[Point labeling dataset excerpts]
-- Begin --
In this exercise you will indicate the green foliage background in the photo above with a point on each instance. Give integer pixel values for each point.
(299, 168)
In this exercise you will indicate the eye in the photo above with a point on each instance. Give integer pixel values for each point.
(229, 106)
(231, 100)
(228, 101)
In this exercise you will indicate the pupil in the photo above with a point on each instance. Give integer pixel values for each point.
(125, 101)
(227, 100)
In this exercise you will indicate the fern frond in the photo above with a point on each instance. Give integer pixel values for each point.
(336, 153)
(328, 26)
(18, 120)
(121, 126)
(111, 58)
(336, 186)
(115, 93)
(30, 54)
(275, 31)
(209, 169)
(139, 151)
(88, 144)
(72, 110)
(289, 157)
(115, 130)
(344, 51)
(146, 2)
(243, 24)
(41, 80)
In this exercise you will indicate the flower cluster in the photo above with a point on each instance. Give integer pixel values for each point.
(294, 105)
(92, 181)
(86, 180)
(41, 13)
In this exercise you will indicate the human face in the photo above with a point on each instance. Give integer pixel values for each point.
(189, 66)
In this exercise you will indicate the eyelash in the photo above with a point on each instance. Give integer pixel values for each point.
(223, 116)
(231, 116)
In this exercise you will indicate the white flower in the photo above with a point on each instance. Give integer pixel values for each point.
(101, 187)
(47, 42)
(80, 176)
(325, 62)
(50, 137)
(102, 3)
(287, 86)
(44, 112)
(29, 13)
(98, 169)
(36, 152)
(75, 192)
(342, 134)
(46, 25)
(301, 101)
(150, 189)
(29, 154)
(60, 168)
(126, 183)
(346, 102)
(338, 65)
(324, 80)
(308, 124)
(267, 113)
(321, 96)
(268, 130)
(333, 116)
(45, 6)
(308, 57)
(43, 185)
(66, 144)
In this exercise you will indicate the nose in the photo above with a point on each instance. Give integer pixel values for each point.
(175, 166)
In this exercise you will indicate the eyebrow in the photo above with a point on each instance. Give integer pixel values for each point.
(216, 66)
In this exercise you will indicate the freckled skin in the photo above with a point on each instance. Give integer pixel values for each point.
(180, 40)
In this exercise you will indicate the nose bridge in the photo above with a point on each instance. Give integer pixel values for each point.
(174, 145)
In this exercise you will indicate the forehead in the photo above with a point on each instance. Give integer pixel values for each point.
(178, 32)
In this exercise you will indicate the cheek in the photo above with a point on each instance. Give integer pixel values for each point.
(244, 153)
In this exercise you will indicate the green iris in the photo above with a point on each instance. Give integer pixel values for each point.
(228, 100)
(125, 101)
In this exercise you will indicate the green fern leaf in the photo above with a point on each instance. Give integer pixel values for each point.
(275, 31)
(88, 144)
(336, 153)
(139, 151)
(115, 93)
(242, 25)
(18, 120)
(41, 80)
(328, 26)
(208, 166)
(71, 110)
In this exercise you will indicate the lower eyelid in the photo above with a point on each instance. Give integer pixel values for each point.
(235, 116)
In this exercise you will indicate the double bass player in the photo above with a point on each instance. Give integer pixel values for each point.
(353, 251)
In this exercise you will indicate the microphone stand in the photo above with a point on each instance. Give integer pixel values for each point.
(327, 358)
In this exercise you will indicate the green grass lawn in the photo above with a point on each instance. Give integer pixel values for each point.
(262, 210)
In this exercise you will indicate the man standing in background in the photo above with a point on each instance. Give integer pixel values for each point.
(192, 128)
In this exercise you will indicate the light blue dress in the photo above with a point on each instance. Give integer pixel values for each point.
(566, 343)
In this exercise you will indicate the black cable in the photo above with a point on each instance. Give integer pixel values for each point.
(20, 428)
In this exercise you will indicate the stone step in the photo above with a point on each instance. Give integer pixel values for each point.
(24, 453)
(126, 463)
-- End --
Copy every record above exactly as it appears.

In this exercise you will indicate the green foliage background in the photo above with a point on each instance. Give integer pixel values for each point.
(299, 168)
In this exercise you will indicate the eye in the photo above with a point on each instance. Give integer pixel values for each point.
(229, 106)
(231, 100)
(228, 101)
In this exercise you will indicate the pupil in the photo above with a point on each instance. Give integer pixel values for each point.
(125, 101)
(227, 100)
In this exercise you will indicate the fern frond in the photo above with a point on each instance. Give integer pixel values for each point.
(336, 153)
(328, 26)
(18, 120)
(121, 126)
(111, 58)
(336, 186)
(115, 93)
(30, 54)
(275, 31)
(209, 169)
(139, 151)
(88, 144)
(72, 110)
(289, 157)
(115, 130)
(344, 51)
(146, 2)
(243, 24)
(41, 80)
In this exercise you will indicate the flower cluster in the photo above with a point on each instance. Give integer pixel values for each point.
(294, 105)
(92, 181)
(86, 180)
(41, 13)
In this exercise you will indicate the human face in the photo above with a point on each instance. Give integer pixel values for each point.
(189, 66)
In this exercise you will indicate the eyelash in the photo above with a point on each instance. Give integer pixel values for each point.
(223, 116)
(231, 116)
In this exercise you will indicate the white flower in the photo above with a point on each instance. Give integer pixel values for each point.
(101, 187)
(47, 42)
(80, 176)
(325, 62)
(50, 137)
(102, 3)
(287, 86)
(44, 112)
(29, 13)
(98, 169)
(36, 152)
(75, 192)
(342, 134)
(46, 25)
(301, 101)
(150, 189)
(29, 154)
(60, 168)
(126, 183)
(346, 102)
(338, 65)
(324, 80)
(308, 124)
(267, 113)
(321, 96)
(268, 130)
(333, 116)
(45, 6)
(308, 57)
(43, 185)
(66, 144)
In this exercise you will indicate the nose in the photo above with a point on each instance. Give integer pixel values for each point.
(175, 166)
In this exercise you will indicate the eyebrow in the photo above with a point on each instance. Give integer pixel values for each point.
(216, 66)
In this exercise you will indicate the freckled skin in the photo above with a point on each instance. Give integer pixel values for each point.
(180, 40)
In this exercise you will indicate the nose bridge in the photo above with a point on each instance. Give integer pixel values for each point.
(174, 145)
In this exercise you will indicate the forehead in the photo above with a point on each instance. Give integer pixel values for each point.
(178, 32)
In this exercise you will indicate the cheek in the photo above with a point on each instance. Give integer pixel values for each point.
(244, 153)
In this exercise you will indicate the green iris in the photo above with a point on each instance. Give integer pixel values for each point.
(228, 100)
(125, 101)
In this exercise you will indicate the green fern leaf in the photo above with a point on each instance. Give integer pixel values for each point.
(275, 31)
(88, 144)
(336, 153)
(139, 151)
(115, 93)
(242, 25)
(18, 120)
(41, 80)
(328, 26)
(208, 166)
(71, 110)
In this exercise you will indicate the lower eyelid in the photo above with a point on each instance. Give integer pixel values for each point.
(235, 116)
In this exercise you will indicate the double bass player in the photo above with a point on each instance. Give integer pixel values for each point.
(353, 251)
In this exercise you will indicate the microphone stand in the photo above with a point on each instance. Give integer pixel values for each point.
(327, 358)
In this exercise you will indicate the green grass lawn in the photo above with a point on each instance. Give integer pixel values for each point.
(262, 210)
In this exercise you will indicate the man standing in background in the photo above with a point on each instance. Give integer pixel values for each point.
(192, 128)
In this exercise you will indicate the light blue dress in the photo above with a point on each instance. Give integer pixel values for each point.
(566, 343)
In this exercise you will indicate the black cable in the photo above with a point on each instance. Give integer pixel values for each point.
(20, 428)
In this exercise you will indicate the stone step in the photo above with a point on each instance. Give integer pixel values for each point.
(24, 453)
(126, 463)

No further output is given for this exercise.